PROBLEM DETAILS
Reproduce all entries precisely, down to the last character.

RECORDS SUPPLIED
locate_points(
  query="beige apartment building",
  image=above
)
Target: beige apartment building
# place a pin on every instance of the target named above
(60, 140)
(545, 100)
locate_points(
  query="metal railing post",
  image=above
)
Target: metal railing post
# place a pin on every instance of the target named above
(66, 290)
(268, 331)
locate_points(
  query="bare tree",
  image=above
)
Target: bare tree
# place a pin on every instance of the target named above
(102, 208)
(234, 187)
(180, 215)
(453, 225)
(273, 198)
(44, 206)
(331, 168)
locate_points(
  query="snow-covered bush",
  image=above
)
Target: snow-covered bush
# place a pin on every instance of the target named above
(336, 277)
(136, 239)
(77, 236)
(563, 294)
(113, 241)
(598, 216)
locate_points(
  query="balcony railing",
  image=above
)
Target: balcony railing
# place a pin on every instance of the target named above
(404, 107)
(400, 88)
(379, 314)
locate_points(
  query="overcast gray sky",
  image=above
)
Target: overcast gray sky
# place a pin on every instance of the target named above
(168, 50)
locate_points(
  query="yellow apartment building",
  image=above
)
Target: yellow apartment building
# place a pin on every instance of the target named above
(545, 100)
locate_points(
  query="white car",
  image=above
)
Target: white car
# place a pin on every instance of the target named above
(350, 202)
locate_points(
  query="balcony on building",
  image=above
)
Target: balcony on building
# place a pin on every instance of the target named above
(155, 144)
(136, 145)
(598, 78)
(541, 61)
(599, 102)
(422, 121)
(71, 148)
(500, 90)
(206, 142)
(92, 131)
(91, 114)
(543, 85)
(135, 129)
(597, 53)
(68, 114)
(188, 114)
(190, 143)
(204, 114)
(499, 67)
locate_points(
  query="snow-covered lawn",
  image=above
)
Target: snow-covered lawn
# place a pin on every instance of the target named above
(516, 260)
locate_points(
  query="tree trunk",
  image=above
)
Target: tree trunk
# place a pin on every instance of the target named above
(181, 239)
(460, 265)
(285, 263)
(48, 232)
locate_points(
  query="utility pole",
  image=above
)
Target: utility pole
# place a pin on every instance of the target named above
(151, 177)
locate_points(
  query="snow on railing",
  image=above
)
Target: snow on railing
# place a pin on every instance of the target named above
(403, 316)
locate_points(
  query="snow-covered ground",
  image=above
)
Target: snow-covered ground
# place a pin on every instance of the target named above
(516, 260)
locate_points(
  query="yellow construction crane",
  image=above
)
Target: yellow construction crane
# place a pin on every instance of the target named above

FINAL ANSWER
locate_points(
  query="beige apartment building",
  image=above
)
Target: beige apartment building
# place a pin on every instance of the target named above
(60, 140)
(545, 100)
locate_points(
  query="metal railing post",
  image=above
)
Target: metal railing post
# place a pin on every instance of the target named above
(66, 290)
(268, 331)
locate_points(
  query="bare tree",
  image=above
)
Target: bare tree
# place a pin on every instance of the target named above
(102, 208)
(234, 187)
(180, 215)
(453, 225)
(273, 198)
(44, 206)
(331, 168)
locate_points(
  query="snow-covered bush",
  image=above
)
Target: snow-covered bush
# place a pin on every instance of the target named above
(336, 277)
(136, 239)
(77, 236)
(563, 294)
(113, 241)
(598, 216)
locate_points(
  query="balcony railing",
  image=above
)
Target: balcony railing
# place a pin on every instance of the target named above
(404, 107)
(400, 88)
(379, 314)
locate_points(
  query="overcast gray sky",
  image=above
)
Target: overcast gray sky
# place a pin on every instance of the target named above
(168, 50)
locate_points(
  query="yellow apartment building",
  image=above
)
Target: yellow apartment building
# place a pin on every instance of the target named above
(545, 100)
locate_points(
  query="white car",
  image=above
)
Target: white car
# place a pin on every instance of the target named above
(350, 202)
locate_points(
  query="balcony on building",
  image=above
)
Target: balcony on building
# place a pin on every instance of the target named above
(155, 144)
(136, 145)
(598, 78)
(541, 61)
(599, 102)
(422, 121)
(71, 148)
(500, 90)
(206, 142)
(92, 131)
(91, 114)
(543, 85)
(135, 129)
(597, 53)
(68, 114)
(188, 114)
(190, 143)
(204, 114)
(499, 67)
locate_points(
  query="snow-covered lawn",
  image=above
)
Target: snow-covered lawn
# place a pin on every instance of the target named above
(516, 260)
locate_points(
  query="tree trunk",
  image=above
)
Target: tree trunk
# place a pin on every instance of the target named above
(181, 239)
(460, 265)
(285, 263)
(48, 232)
locate_points(
  query="utility pole",
  image=above
)
Target: utility pole
# place a pin on every instance of the target named above
(151, 177)
locate_points(
  query="snow on railing",
  image=above
)
Target: snow on railing
# place a pin on every instance of the target named above
(403, 316)
locate_points(
  query="snow-covered ground",
  image=above
)
Target: snow-covered ground
# place a pin on every instance of the target named above
(516, 260)
locate_points(
  query="yellow construction crane",
  image=above
)
Target: yellow construction crane
# place a pin on every instance of the target named above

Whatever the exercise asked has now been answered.